WHAT TO DO
Go through the entries below, tally each line with the string "target", and give the final number by itself.

[Opening SUPPLIED RECORDS section]

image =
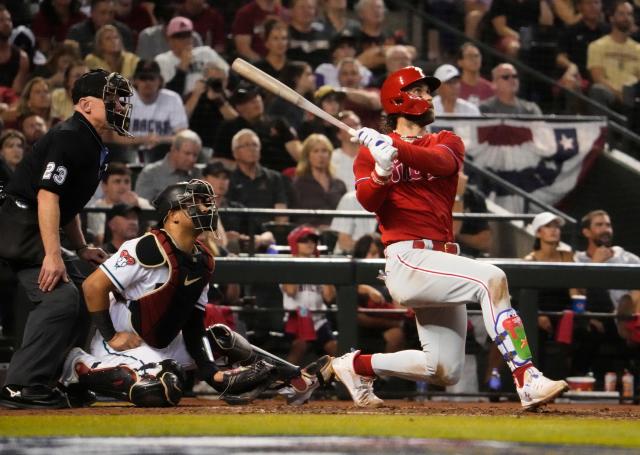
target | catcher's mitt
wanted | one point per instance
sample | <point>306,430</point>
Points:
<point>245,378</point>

[Closing SUPPLIED RECORDS section]
[Opening SUPPLIED RECORDS section]

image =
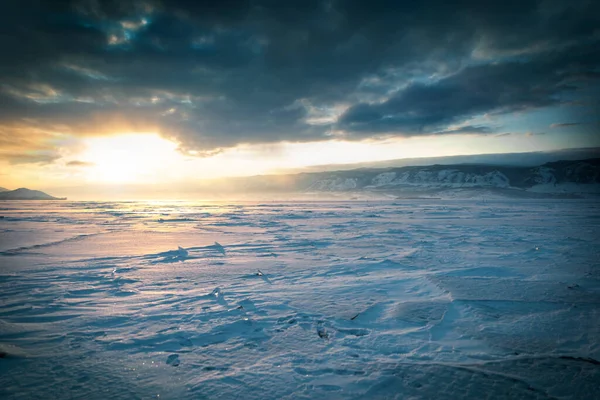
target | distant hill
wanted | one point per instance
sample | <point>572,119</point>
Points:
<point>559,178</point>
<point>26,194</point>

[Closing SUPPLIED RECORDS section]
[Opening SUPPLIED RECORDS section]

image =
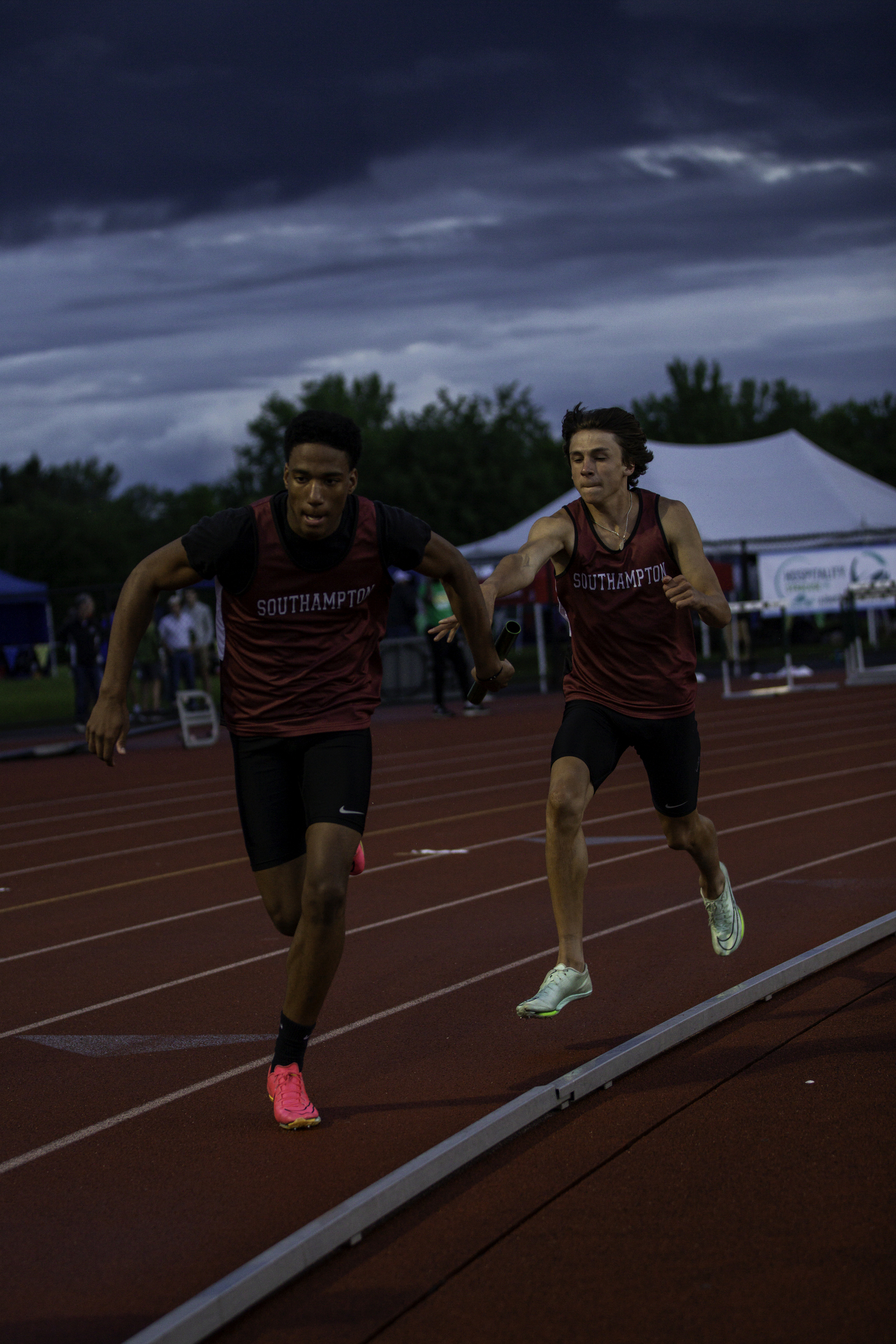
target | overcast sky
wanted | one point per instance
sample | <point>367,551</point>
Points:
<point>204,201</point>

[Closing SUPPLIED RECORDS section]

RESULT OF THE TASK
3